▶ _PASSAGE SHOWN_:
—————
Shemakha is not a town to detain a weary traveller long. The only inn I could find was an underground ‘duchan,’ to which access was obtained by a flight of stone steps leading from the road above to a kind of vault, in which puddles stood on the floor, drained off from the mud above; and here the cooking and liquor were as infamous as the accommodation. Shemakha is mainly composed of flat-topped Asiatic houses and a few smart new ones of the common Russian stamp, with white plastered sides and green roofs that looked bitterly cold and out of place in their setting of snow and winter storm.
The roads of this town are, without exception, the worst for a town I ever saw; nothing but the bed of a mountain torrent could be worse. The town bore traces of damage done by that volcanic action from which it is a too frequent sufferer. The principal residents are, I believe, Armenian; the principal industry the manufacture of carpets. Shemakha is, I am told, an extremely old town, and was, in days gone by, the capital of a ‘gubernia,’ though before the Russian rule, in the early Persian days, the great town was Aksu, the post-station at the foot of the hills, and not Shemakha. Now Aksu has declined to a very insignificant position; and even should the contemplated railway from Tiflis to Baku ever become a reality, the volcanic spasms from which it so frequently suffers will probably prevent Shemakha ever attaining to any real importance.
After leaving Shemakha the main post-road runs on to Baku, the principal port on this side the Caspian. As, however, my object was to get into Persia, or, at least, so near to Persia as to run a chance of finding tigers, I left the main road at Shemakha, and bore away to the south-east for Lenkoran. The road between Shemakha and Lenkoran being extremely little used, I was destined to see, before I reached the Caspian, the lowest depths of the discomforts of Russian post-travelling. Hitherto there had been at least three ‘troikas’ (teams) kept at each station; now no station had more than two. One of these teams being always retained for emergencies (such as the needs of a special courier), there remained one team to do all the work. Luckily for me, I appeared to be the only traveller; had it been otherwise, I might still be stranded at some post-house on the borders of the Mooghan steppe.
As Shemakha held out no great inducements to me to remain, my man and I were not long in resuming our journey. After a stage of twenty versts through rough hilly country, we put up for the night at a station which I have recorded by name, that I may make it infamous as the very worst post-station in the Russian empire, and, therefore, probably in the world. It seems a great deal for one to say who, after all, has seen only one side of the mighty empire of Russia; but it must be remembered that in speaking thus I am simply relying on the Russians themselves, who assure me that the Russian post-roads in the Caucasus are the worst in the empire, and of these I have had some experience. Though I have carefully examined my map, I cannot find the name of the station of which I am now writing upon it; but then I have had considerable difficulty in recognising many other well-known places, owing to differences in the spelling of the names, and even in the names themselves, since it is no uncommon thing to meet with a village boasting of nearly as many names as inhabitants. Tchaillee is as near the phonetic spelling of the name of this villanous collection of hovels as I can make it.
—————
▶ _EXERCISE TASK A_: According to the passage on the road from Shemakha to Lenkoran, why did each station have only one team available to do all the work? Answer in one to three sentences.
▶ _EXERCISE TASK B_: Write what follows in the passage on Shemakha and the road to Lenkoran, starting after its final sentence.
The listing that comes next is separate material with no tie to the passage about Shemakha.

▶ _COLLECTED DATA_:
—————
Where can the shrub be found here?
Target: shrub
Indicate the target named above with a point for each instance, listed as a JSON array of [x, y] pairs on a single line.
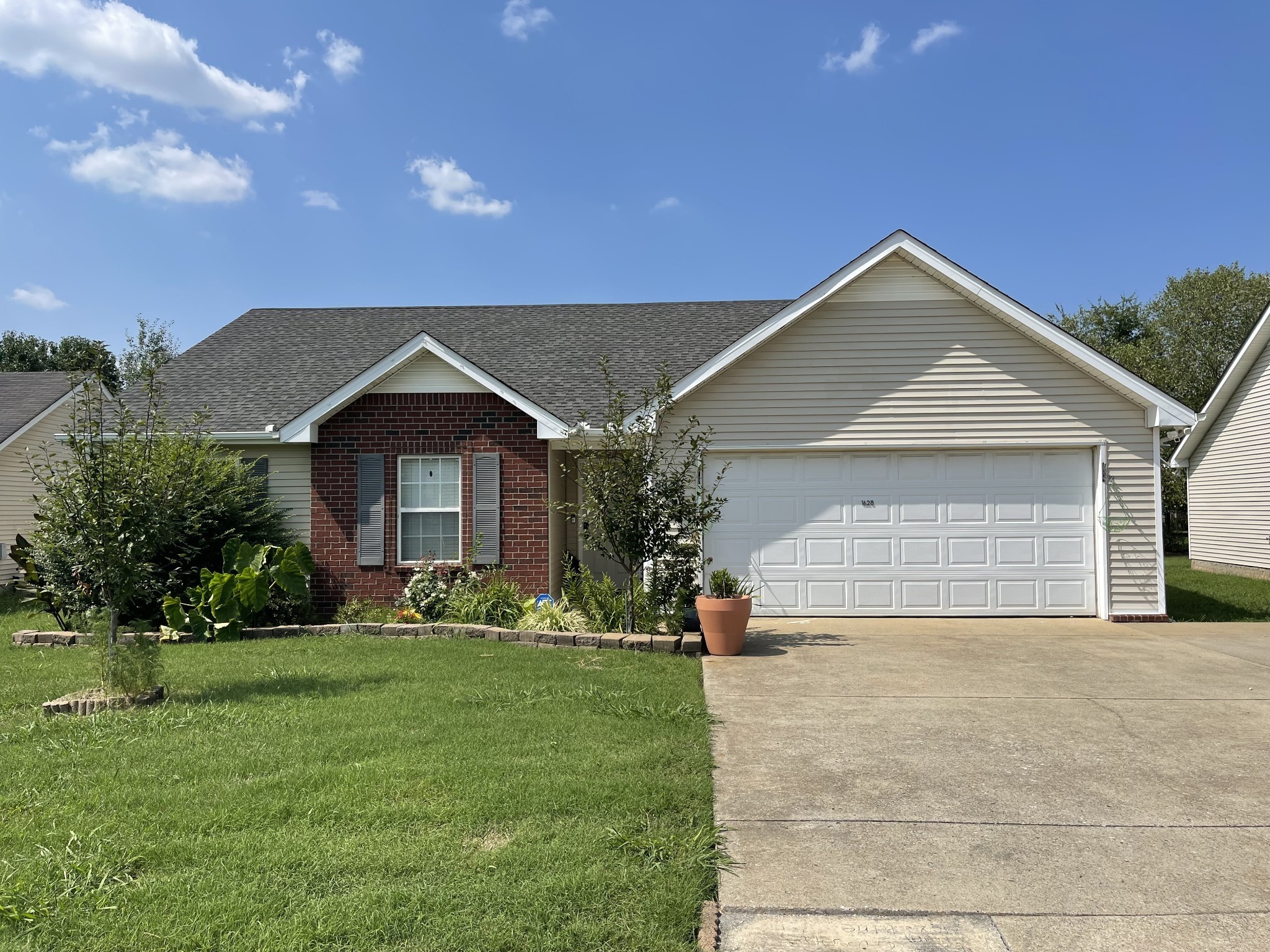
—————
▶ _WRITTEN RESPONSE A_: No station on that road kept more than two teams. One was always held back for emergencies, such as the needs of a special courier, so only one team remained for all the work.

▶ _WRITTEN RESPONSE B_:
When we arrived, night had set in, and with it foul weather. We were tired, wet, and hungry. No horses could have been had even if we would have continued our journey that night; so we decided to remain, and asked our way to the traveller’s room. The station is placed on very high ground, and in an exposed position. At the most exposed corner is the room in which we were to pass the night. The floor was literally more wet and filthy than the road without; you could not stand out of a puddle unless you stood on the only piece of furniture in the room--a solitary bench, extremely rickety with old age, and not large enough to hold one man in a recumbent position. The hearth was in ruins, the window blown in, the door off its hinges, the ceiling had partially fallen, and even the coloured print of the Emperor, with which no post-house or public office can ever dispense, hung in wet fragments flapping against the mouldy walls.
We tried to bale the water from the floor, but it was labour wasted; it returned as fast as we expelled it. Do what we would to block out the wind, our barricades were useless against its fury, owing to the many breaches it had already made. We asked for wood or coal--the people had none. We asked for food--they had none. We tried the stables, thinking we might find shelter there. Standing over their fetlocks in filthy slush, in an atmosphere that would stifle an English horse in three minutes, were the few wretched-looking beasts whose lot it was to live and labour at Tchaillee. And yet, in spite of adverse circumstances such as these, in spite of short allowance and no grooming, these hardy brutes, though they look mere bags of bones, do more work than our well-cared-for English horses, never seem to suffer from coughs, colds, mud fever, or any of the hundred and one ailments to which an unnatural amount of coddling makes our animals subject. There is this to be said for the Russian, if he does not provide his beast with good food and comfortable stabling, at least he leaves him the coat that nature gave him.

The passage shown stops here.